| EXCERPT TO READ |
When the Gallagher brothers noticed Diego Maradona arrive in a bar in Buenos Aires, where they were celebrating the end of the Oasis 1998 South American tour, the memories rushed back. In 1986, the man nicknamed "El Pibe de Oro" (The Golden Kid) dashed the hopes of an entire population by eliminating England's team in the quarter-finals of the World Cup under the scorching heat of Mexico City. Five short minutes were enough for the Argentinian to become a legend, scoring a first goal with his hand - the famous "hand of God" - before leaving the midfield to eliminate half of the opposing team and score a goal considered by many football fans to be the goal of the century.
The kind of memory that leaves its mark, especially when you’re 19 and 14 years old and as infatuated with football as Noel and Liam Gallagher, supporters of the English club, Manchester City since childhood. But when you're in the same bar as a legendary footballer like Diego Maradona, it doesn't matter. The enfants terribles of English rock put their egos aside and with a few friends went to find Maradona, himself in good company. In an interview given to the British media, Liam Gallagher recounted, among the countless “fuckin'”s that punctuate his sentences, how only the two brothers were allowed in for a photo.
Between the models and the lines of illicit powder all over the tables, the two brothers came face to face with Maradona, eyes bulging, sweating profusely, doing football tricks with a bottle top. After a quick photo, the two Oasis members were asked to leave the party. A relative of Maradona's accompanied them to the door and whispered menacingly: "Diego told me that if you go anywhere near one of his women, he’ll have you shot". "Met Maradona not once but 2x and he was the real fucking deal scary but beautiful (…) Proper Rock n Roll footballer no fucker will ever come near him" Liam Gallagher recently recalled paying a final tribute to the Pibe de Oro on Twitter.

| DATASET |
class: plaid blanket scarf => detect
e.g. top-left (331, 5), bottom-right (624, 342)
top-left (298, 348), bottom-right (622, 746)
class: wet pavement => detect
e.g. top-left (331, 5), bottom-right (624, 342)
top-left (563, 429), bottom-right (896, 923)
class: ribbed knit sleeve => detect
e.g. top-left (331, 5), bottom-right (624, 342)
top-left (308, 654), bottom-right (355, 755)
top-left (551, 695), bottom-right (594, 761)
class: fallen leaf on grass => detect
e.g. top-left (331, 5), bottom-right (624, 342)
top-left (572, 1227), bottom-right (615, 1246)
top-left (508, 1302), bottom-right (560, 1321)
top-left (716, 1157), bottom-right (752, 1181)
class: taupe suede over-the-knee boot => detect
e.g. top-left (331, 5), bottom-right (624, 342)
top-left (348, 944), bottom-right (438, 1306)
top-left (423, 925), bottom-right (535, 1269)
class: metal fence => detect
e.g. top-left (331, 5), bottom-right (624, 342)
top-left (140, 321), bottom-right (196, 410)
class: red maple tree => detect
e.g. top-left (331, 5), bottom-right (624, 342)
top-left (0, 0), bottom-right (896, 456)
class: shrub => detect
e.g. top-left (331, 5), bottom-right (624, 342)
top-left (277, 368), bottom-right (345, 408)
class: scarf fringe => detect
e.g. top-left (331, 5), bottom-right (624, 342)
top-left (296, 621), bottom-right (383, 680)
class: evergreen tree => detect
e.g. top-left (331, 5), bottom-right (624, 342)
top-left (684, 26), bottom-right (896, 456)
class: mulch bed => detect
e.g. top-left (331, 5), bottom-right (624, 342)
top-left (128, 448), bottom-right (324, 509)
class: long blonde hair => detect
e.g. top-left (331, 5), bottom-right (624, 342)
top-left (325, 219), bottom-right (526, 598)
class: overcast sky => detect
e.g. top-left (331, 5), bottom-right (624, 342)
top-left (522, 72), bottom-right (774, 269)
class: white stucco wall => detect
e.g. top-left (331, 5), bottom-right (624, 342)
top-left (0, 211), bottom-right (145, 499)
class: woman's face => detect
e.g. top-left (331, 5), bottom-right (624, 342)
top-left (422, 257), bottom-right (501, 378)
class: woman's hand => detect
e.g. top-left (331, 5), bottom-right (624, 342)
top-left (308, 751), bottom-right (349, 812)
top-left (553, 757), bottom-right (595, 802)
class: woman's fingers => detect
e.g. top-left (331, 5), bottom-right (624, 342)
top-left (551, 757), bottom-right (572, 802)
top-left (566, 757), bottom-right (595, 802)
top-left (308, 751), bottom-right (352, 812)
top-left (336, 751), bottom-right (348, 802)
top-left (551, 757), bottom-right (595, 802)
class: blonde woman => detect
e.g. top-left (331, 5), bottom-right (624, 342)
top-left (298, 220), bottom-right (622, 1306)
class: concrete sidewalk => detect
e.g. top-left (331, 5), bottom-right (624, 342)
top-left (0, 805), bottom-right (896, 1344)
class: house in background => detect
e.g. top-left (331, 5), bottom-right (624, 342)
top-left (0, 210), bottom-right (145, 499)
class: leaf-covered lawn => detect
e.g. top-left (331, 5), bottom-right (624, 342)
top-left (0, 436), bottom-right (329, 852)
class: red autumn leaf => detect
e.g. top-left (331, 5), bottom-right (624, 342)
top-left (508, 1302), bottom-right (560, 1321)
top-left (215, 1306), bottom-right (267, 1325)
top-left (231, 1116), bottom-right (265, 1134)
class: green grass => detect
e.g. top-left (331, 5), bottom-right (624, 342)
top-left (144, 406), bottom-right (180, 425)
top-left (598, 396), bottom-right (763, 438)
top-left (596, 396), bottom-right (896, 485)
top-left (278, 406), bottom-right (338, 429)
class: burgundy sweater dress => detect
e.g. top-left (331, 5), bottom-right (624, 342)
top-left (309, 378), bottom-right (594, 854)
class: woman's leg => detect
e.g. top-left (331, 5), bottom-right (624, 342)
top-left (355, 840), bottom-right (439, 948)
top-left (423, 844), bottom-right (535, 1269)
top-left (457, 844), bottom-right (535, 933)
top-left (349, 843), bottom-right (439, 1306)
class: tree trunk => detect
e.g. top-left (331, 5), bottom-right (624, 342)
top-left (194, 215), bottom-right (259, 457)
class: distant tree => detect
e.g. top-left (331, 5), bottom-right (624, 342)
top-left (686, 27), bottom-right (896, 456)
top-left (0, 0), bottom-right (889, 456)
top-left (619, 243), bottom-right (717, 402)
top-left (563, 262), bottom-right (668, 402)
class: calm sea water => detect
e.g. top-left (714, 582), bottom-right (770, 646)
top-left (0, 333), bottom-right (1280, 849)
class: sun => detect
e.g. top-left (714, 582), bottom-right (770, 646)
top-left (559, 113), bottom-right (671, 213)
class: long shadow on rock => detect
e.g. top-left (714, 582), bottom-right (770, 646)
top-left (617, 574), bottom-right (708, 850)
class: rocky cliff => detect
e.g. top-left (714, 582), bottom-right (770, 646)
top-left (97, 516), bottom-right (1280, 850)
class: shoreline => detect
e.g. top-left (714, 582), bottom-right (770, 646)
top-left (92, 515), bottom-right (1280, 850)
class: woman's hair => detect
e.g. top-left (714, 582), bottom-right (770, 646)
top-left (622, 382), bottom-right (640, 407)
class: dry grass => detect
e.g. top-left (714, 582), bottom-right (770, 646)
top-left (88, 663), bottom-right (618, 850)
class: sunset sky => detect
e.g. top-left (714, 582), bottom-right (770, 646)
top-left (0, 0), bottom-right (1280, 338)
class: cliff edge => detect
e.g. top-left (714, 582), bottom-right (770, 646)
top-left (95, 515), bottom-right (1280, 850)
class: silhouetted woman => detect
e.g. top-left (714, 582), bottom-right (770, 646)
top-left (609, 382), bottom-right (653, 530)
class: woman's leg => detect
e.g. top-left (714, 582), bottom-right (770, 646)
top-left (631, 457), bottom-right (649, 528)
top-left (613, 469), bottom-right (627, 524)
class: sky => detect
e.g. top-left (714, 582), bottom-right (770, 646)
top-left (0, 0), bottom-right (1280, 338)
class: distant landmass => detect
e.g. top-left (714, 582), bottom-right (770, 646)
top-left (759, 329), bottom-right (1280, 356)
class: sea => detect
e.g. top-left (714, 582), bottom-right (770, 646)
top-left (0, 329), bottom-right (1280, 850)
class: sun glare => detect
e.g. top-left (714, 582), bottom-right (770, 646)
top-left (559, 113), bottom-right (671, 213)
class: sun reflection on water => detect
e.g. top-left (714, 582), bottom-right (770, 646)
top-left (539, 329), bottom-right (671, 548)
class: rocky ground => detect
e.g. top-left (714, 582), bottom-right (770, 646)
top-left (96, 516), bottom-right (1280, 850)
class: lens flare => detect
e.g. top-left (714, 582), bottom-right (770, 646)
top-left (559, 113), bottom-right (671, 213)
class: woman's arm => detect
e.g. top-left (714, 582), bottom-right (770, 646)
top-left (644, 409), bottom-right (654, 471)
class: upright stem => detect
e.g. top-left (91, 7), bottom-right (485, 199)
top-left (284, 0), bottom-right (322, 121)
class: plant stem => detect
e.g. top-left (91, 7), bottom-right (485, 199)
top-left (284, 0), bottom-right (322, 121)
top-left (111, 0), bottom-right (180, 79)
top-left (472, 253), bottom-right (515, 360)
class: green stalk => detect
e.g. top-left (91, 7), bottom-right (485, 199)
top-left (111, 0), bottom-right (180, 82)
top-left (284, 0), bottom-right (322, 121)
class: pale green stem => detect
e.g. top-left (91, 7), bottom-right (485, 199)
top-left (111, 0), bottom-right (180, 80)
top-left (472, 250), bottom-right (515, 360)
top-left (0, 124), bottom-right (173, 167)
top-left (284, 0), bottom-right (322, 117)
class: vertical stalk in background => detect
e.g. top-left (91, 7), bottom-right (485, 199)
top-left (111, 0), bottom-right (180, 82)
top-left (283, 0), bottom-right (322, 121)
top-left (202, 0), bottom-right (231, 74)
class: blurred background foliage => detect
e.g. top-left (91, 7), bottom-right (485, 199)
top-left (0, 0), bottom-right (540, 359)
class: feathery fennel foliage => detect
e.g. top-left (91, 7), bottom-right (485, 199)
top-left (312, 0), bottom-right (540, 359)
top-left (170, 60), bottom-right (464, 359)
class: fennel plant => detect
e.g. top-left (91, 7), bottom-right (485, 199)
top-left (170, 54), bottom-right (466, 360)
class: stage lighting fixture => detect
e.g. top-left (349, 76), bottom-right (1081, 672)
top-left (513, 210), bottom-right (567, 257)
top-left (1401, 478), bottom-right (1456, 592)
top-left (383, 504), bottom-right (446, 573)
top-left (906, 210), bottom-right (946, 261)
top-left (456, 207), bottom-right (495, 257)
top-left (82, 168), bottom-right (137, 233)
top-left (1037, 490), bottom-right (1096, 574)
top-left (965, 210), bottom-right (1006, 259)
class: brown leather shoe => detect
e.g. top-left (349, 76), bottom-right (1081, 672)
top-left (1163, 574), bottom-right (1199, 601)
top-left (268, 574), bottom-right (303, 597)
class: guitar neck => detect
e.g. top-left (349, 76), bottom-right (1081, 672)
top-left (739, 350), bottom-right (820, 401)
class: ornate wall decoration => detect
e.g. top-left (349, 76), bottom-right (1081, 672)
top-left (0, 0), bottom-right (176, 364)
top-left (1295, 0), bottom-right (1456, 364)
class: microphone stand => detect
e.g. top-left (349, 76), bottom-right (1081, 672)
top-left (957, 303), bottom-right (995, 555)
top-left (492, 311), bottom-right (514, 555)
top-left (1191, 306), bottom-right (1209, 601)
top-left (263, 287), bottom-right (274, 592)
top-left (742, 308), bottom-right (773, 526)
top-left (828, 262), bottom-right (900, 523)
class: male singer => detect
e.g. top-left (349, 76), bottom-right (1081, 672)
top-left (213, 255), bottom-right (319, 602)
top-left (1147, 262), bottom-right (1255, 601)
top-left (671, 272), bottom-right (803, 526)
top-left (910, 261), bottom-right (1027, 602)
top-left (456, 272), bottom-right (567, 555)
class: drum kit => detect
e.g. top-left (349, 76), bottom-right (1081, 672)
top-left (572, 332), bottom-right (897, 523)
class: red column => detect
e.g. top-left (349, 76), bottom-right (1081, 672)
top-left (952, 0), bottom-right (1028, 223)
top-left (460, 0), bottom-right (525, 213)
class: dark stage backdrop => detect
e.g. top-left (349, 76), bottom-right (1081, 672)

| EXERCISE |
In the article about the Gallagher brothers meeting Maradona, what were the brothers celebrating at the bar in Buenos Aires?

| TASK RESULT |
The end of the Oasis 1998 South American tour.